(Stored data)
────────

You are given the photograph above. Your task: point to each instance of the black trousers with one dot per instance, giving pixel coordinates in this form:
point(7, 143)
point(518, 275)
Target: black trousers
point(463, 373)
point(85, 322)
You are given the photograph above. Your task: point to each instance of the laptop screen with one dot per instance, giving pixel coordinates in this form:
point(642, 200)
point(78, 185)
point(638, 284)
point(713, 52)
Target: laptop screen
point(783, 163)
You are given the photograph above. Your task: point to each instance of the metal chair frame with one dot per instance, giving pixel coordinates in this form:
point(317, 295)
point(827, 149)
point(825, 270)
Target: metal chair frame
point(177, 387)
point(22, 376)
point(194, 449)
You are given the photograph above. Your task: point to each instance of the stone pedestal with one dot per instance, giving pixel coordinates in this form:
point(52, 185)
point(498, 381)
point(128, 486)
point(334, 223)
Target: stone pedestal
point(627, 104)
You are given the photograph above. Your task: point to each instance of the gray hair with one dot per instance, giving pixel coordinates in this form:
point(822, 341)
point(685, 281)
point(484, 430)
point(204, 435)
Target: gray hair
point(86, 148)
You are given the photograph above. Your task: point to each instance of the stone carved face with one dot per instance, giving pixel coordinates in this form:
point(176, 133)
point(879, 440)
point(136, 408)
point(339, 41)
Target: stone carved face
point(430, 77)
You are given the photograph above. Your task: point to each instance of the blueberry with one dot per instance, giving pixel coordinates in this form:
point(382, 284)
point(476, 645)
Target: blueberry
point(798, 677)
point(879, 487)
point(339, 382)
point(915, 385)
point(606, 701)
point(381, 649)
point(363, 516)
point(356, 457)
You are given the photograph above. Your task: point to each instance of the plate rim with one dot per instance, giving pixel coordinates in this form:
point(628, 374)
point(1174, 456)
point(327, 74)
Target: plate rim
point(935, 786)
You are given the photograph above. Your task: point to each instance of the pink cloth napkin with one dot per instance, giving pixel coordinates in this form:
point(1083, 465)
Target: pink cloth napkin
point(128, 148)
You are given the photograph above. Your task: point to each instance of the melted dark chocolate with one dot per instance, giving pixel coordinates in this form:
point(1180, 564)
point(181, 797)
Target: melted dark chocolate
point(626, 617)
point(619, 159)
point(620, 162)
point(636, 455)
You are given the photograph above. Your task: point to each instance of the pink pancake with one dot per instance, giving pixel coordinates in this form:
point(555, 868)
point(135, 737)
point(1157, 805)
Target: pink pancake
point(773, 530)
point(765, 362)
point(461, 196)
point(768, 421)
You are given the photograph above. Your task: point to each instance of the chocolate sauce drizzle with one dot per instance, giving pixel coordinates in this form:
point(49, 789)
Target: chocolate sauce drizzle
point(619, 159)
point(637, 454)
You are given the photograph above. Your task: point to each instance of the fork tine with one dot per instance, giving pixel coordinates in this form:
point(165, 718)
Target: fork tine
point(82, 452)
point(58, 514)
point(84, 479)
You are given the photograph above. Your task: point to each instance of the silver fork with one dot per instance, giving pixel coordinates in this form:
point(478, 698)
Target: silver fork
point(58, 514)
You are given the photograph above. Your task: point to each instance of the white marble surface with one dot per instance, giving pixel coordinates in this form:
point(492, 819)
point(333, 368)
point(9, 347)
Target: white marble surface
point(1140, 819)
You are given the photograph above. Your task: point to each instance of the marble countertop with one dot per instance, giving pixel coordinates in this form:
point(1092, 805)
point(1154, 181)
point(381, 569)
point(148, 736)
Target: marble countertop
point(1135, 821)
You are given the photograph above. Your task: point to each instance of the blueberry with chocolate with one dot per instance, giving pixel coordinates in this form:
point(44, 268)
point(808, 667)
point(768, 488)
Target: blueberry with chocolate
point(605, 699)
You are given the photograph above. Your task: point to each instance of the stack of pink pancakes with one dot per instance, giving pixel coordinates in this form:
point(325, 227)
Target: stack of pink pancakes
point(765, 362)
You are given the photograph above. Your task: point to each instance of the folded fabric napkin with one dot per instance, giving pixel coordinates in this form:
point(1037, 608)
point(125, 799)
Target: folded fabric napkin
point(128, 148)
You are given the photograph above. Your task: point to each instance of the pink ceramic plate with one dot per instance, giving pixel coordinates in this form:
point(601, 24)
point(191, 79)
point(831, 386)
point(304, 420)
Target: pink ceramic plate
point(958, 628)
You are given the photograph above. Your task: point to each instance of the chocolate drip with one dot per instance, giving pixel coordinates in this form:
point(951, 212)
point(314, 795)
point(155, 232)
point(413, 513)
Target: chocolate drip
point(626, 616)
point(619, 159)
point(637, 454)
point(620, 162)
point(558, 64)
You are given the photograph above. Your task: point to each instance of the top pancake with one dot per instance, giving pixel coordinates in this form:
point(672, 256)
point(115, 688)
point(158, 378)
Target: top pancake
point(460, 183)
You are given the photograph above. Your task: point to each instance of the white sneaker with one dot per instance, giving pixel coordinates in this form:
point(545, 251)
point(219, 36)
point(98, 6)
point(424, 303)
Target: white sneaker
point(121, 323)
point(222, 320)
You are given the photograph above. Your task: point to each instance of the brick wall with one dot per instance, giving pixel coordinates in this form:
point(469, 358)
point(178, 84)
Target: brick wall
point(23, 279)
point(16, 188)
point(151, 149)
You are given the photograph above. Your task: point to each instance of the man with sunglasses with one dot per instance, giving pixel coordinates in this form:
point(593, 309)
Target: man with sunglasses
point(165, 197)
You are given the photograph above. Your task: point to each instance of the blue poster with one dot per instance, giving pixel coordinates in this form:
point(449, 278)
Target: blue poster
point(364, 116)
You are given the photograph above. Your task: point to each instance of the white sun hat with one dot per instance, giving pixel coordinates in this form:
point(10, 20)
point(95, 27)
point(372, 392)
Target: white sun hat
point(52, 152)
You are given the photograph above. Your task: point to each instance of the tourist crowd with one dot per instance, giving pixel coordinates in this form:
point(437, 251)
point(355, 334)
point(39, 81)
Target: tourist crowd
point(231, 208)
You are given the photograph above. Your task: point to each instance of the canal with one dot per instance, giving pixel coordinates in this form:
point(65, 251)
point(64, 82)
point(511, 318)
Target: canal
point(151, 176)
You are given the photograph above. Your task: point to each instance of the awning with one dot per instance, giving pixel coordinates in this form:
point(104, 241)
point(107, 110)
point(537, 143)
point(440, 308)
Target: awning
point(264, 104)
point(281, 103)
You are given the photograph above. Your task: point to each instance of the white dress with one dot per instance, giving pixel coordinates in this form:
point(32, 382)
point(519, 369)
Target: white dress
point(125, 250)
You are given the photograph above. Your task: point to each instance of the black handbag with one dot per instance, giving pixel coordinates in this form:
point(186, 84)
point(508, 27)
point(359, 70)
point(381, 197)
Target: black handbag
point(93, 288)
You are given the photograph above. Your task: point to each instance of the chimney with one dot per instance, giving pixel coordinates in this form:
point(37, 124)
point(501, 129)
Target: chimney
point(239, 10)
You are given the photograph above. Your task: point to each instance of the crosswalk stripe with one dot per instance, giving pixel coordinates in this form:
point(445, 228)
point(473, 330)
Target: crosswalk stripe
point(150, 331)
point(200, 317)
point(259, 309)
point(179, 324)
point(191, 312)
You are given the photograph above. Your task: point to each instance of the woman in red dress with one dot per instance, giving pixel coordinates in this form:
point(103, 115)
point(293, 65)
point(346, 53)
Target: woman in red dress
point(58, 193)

────────

— What the exercise asks —
Return each line of the data exactly as written above.

— Answer box —
You are given the photograph above. Your task: point to each instance of the black trousers with one dot per instance, giving pixel coordinates in this form:
point(7, 143)
point(518, 275)
Target: black trousers
point(463, 373)
point(85, 322)
You are given the photograph above. Your task: point to each instance of the laptop screen with one dot per instance, giving pixel coordinates in this form:
point(642, 200)
point(78, 185)
point(638, 284)
point(713, 52)
Target: laptop screen
point(783, 163)
You are given the photograph above. Your task: point to each instance of the metal chair frame with one dot per instance, giving pixel coordinates in this form:
point(317, 295)
point(827, 149)
point(825, 270)
Target: metal chair frame
point(177, 387)
point(22, 376)
point(194, 449)
You are given the photograph above. Your task: point to each instance of the stone pedestal with one dot per instance, giving pixel coordinates in this form:
point(52, 185)
point(498, 381)
point(128, 486)
point(334, 223)
Target: stone pedestal
point(627, 104)
You are given the photograph above. Your task: point to each instance of the gray hair with one dot per instance, giving pixel coordinates in this form:
point(822, 341)
point(685, 281)
point(484, 430)
point(204, 435)
Target: gray hair
point(86, 148)
You are given the photograph above. Your task: point to each instance of the stone carved face with one dot per instance, giving pixel coordinates in this form:
point(176, 133)
point(879, 440)
point(136, 408)
point(339, 41)
Target: stone carved face
point(430, 77)
You are given the photograph above. Your task: point to each instance of the blueberry with one dot per instance, giving pixel coordinates in this form:
point(382, 284)
point(476, 645)
Target: blueberry
point(798, 677)
point(879, 487)
point(339, 382)
point(915, 385)
point(606, 701)
point(381, 649)
point(363, 516)
point(356, 457)
You are given the photograph above. Your task: point to each instance of the plate rim with one dot per instance, giving pixel coordinates in this form:
point(628, 374)
point(1174, 456)
point(327, 74)
Target: plate rim
point(935, 786)
You are given the photograph above. Your task: point to each instance of the pink cloth napkin with one dot per instance, giving pixel coordinates in this form:
point(1083, 465)
Target: pink cloth napkin
point(128, 148)
You are given the photograph above. Your task: point to each instance of the melted dark chocolate with one dot per instance, giving pixel coordinates in this form:
point(1180, 564)
point(181, 797)
Target: melted dark chocolate
point(626, 617)
point(619, 159)
point(620, 162)
point(636, 455)
You are given the photograph above. Your task: point to each instance of the pink pancake with one dot per instance, giving pixel coordinates in this form:
point(555, 868)
point(135, 737)
point(1157, 805)
Target: pink pancake
point(773, 530)
point(765, 362)
point(461, 196)
point(768, 421)
You are given the photograph above. Your task: point to each instance of the chocolate sauce drizzle with one dot per instance, giving pixel coordinates in this form:
point(49, 789)
Target: chocolate sauce drizzle
point(619, 159)
point(637, 454)
You are given the photograph above. Your task: point to each instance of the fork tine with one dot per instance, giving pixel coordinates in this form:
point(165, 718)
Target: fork tine
point(82, 452)
point(58, 514)
point(84, 479)
You are given the photograph above. Your task: point to each instance of the silver fork with one dot per instance, giving pixel coordinates in this form:
point(478, 698)
Target: silver fork
point(58, 514)
You are given the photograph above. Your task: point to each instance of the white marble surface with one dot per instance, giving pixel coordinates in this form:
point(492, 819)
point(333, 368)
point(9, 347)
Target: white marble surface
point(1140, 819)
You are given the photograph above. Your task: point to each instance of the marble countertop with one dot per instance, giving pixel coordinates in this form:
point(1092, 805)
point(1154, 181)
point(381, 569)
point(148, 736)
Target: marble countertop
point(1135, 821)
You are given the photograph above. Your task: point to each instance of the blueberry with chocolate with one dot per instance, giving pixel coordinates in this form:
point(44, 268)
point(808, 667)
point(768, 488)
Target: blueberry with chocolate
point(605, 699)
You are given the photograph above. Your task: point to each instance of the stack of pink pancakes with one dot per instance, giving pixel coordinates in this form:
point(325, 227)
Target: stack of pink pancakes
point(765, 362)
You are given the photograph above. Your task: point to each instance of the folded fabric napkin with one dot per instance, giving pixel coordinates in this form:
point(1037, 608)
point(125, 799)
Target: folded fabric napkin
point(128, 148)
You are given the photograph above. Your task: point to each instance of the pink ceramic plate with one dot per instance, giving pixel coordinates in this form:
point(601, 24)
point(191, 79)
point(831, 386)
point(304, 420)
Target: pink ceramic plate
point(958, 628)
You are given the photograph above. Your task: point to each instance of the chocolate drip with one dot per instance, giving pixel coordinates in this form:
point(951, 212)
point(314, 795)
point(155, 232)
point(413, 513)
Target: chocolate drip
point(626, 616)
point(619, 159)
point(637, 454)
point(620, 162)
point(558, 64)
You are given the photograph above. Your task: point to each instance of the top pancake with one dot per instance, giving pixel coordinates in this form:
point(672, 256)
point(115, 688)
point(158, 378)
Target: top pancake
point(460, 183)
You are given the photograph above. Your task: point to each instance of the white sneaker with one dot per instance, giving pixel coordinates in this form:
point(545, 251)
point(219, 36)
point(98, 6)
point(424, 303)
Target: white sneaker
point(121, 323)
point(222, 320)
You are given the photograph above. Your task: point to each instance of the brick wall with one dot per instance, giving pixel coordinates in this form:
point(469, 358)
point(178, 84)
Target: brick wall
point(23, 279)
point(16, 188)
point(151, 149)
You are given the photograph above. Your task: point to each instance of the man with sunglasses with one dot per instance, giving pixel coordinates in this form:
point(593, 309)
Target: man with sunglasses
point(165, 197)
You are given the photograph above. Your task: point to each instance of the blue poster with one dot per instance, giving pixel coordinates in this form:
point(449, 278)
Target: blue poster
point(364, 116)
You are given the photograph above. Your task: point to each instance of the white sun hat with one dot per instance, giving pixel coordinates in this form:
point(10, 20)
point(95, 27)
point(372, 392)
Target: white sun hat
point(52, 152)
You are given the photograph above. Your task: point to each instance of the tourist crowd with one dot per instance, giving pixel coordinates in this form:
point(437, 251)
point(355, 334)
point(39, 81)
Target: tourist crowd
point(231, 208)
You are given the photograph above. Your task: point to each instance of the canal with one dot per instance, giving pixel coordinates in this form:
point(65, 251)
point(64, 82)
point(511, 318)
Target: canal
point(151, 176)
You are given the photograph above. Your task: point to each instance of the awning with one dot per instance, giving pixel coordinates in this form:
point(104, 241)
point(107, 110)
point(537, 143)
point(440, 308)
Target: awning
point(264, 104)
point(281, 103)
You are given the photograph above. Your task: point to each instance of the white dress with one dot per instance, giving pixel coordinates in this form:
point(32, 382)
point(519, 369)
Target: white dress
point(125, 250)
You are given the photograph above. Your task: point to each instance of the black handbag with one dot per instance, giving pixel coordinates in this form:
point(186, 84)
point(508, 27)
point(359, 70)
point(381, 197)
Target: black handbag
point(93, 288)
You are given the photograph above. Your task: point to each instance of the chimney with one dot per instance, giving pixel coordinates in this form:
point(37, 124)
point(501, 129)
Target: chimney
point(239, 10)
You are given the photograph above. Your task: point to each instance of the crosswalk stripe with one dot per instance, giving pixel coordinates in this form:
point(445, 228)
point(473, 330)
Target: crosswalk stripe
point(150, 331)
point(200, 317)
point(259, 309)
point(179, 324)
point(191, 312)
You are given the photograph above. Your task: point to each instance of the woman in red dress with one dot per instance, giving pixel coordinates in this form:
point(103, 115)
point(293, 65)
point(346, 53)
Target: woman in red dress
point(58, 193)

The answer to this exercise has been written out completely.